TASK DETAILS: Retype each entry. Leave every word as it is.

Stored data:
+--

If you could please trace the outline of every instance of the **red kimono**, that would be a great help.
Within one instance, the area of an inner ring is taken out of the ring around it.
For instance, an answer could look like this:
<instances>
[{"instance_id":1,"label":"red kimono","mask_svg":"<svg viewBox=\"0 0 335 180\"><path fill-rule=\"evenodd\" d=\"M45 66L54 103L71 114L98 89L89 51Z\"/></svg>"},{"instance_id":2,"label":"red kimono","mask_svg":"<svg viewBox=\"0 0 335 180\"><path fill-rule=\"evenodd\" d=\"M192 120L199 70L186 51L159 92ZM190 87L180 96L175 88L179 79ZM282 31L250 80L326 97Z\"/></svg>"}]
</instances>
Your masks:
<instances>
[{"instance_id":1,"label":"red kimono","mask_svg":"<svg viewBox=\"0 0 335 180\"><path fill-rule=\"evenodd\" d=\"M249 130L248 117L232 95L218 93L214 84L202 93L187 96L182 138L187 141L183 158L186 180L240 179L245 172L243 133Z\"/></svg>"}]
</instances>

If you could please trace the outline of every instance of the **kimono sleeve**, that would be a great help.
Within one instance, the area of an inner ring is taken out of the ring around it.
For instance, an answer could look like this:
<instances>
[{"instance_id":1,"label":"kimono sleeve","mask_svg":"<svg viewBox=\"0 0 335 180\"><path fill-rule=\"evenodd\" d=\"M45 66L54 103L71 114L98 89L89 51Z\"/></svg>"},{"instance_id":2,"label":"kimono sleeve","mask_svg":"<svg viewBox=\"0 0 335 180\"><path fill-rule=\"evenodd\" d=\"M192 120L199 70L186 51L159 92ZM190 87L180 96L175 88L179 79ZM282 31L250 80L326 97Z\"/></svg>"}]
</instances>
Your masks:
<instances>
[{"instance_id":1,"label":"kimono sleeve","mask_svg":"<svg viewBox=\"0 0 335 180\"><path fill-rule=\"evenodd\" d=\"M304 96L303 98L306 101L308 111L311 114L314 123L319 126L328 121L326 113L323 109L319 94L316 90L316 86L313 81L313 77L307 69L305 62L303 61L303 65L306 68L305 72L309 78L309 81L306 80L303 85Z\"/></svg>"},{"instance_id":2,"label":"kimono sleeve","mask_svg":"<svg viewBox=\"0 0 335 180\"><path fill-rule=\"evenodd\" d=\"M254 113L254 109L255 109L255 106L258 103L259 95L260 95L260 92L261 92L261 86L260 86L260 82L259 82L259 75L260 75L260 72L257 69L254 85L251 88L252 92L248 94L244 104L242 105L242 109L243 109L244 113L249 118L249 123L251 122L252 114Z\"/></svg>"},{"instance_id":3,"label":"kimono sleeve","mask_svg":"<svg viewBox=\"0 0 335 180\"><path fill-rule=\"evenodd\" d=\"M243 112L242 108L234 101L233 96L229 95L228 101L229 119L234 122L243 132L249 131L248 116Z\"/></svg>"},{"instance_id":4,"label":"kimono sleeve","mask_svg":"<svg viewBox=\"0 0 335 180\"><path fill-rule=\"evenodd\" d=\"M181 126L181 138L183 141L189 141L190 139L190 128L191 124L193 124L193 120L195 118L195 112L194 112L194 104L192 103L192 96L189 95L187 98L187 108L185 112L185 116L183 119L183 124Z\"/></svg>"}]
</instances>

+--

ANSWER SECTION:
If you could please trace the outline of every instance of the **red kimono**, that would be a great help.
Within one instance, the area of an inner ring is taken out of the ring around it.
For instance, an answer could look like this:
<instances>
[{"instance_id":1,"label":"red kimono","mask_svg":"<svg viewBox=\"0 0 335 180\"><path fill-rule=\"evenodd\" d=\"M45 66L54 103L71 114L98 89L89 51Z\"/></svg>"},{"instance_id":2,"label":"red kimono","mask_svg":"<svg viewBox=\"0 0 335 180\"><path fill-rule=\"evenodd\" d=\"M192 120L199 70L186 51L159 92ZM190 87L180 96L175 88L179 79ZM282 31L250 80L326 97Z\"/></svg>"}]
</instances>
Your masks:
<instances>
[{"instance_id":1,"label":"red kimono","mask_svg":"<svg viewBox=\"0 0 335 180\"><path fill-rule=\"evenodd\" d=\"M249 130L248 117L232 95L218 93L214 84L202 93L187 96L182 138L187 141L183 158L186 180L240 179L245 172L243 133Z\"/></svg>"}]
</instances>

If you could please trace the outline of every instance of the **kimono sleeve**, that would be a great help.
Within one instance, the area of an inner ring is taken out of the ring around it.
For instance, an answer could look like this:
<instances>
[{"instance_id":1,"label":"kimono sleeve","mask_svg":"<svg viewBox=\"0 0 335 180\"><path fill-rule=\"evenodd\" d=\"M45 66L54 103L71 114L98 89L89 51Z\"/></svg>"},{"instance_id":2,"label":"kimono sleeve","mask_svg":"<svg viewBox=\"0 0 335 180\"><path fill-rule=\"evenodd\" d=\"M192 120L199 70L186 51L159 92ZM190 87L180 96L175 88L179 79ZM282 31L250 80L326 97Z\"/></svg>"}]
</instances>
Your masks:
<instances>
[{"instance_id":1,"label":"kimono sleeve","mask_svg":"<svg viewBox=\"0 0 335 180\"><path fill-rule=\"evenodd\" d=\"M304 96L303 98L306 101L308 111L311 114L314 123L319 126L328 121L326 113L323 109L319 94L316 90L316 86L313 81L313 77L307 69L305 62L303 61L303 65L306 68L305 72L309 78L309 81L306 80L303 85Z\"/></svg>"},{"instance_id":2,"label":"kimono sleeve","mask_svg":"<svg viewBox=\"0 0 335 180\"><path fill-rule=\"evenodd\" d=\"M254 113L254 109L255 109L255 106L258 103L259 95L260 95L260 92L261 92L261 86L260 86L260 82L259 82L259 75L260 75L260 72L257 69L254 85L251 88L252 92L248 94L244 104L242 105L242 109L243 109L244 113L249 118L249 123L251 122L252 114Z\"/></svg>"},{"instance_id":3,"label":"kimono sleeve","mask_svg":"<svg viewBox=\"0 0 335 180\"><path fill-rule=\"evenodd\" d=\"M243 112L242 108L234 101L233 96L229 95L228 101L229 119L234 122L243 132L249 131L248 116Z\"/></svg>"},{"instance_id":4,"label":"kimono sleeve","mask_svg":"<svg viewBox=\"0 0 335 180\"><path fill-rule=\"evenodd\" d=\"M181 126L181 138L183 141L189 141L190 139L190 128L191 124L193 124L193 120L195 118L195 112L194 112L194 104L192 103L192 96L189 95L187 98L187 108L185 112L185 116L183 119L183 124Z\"/></svg>"}]
</instances>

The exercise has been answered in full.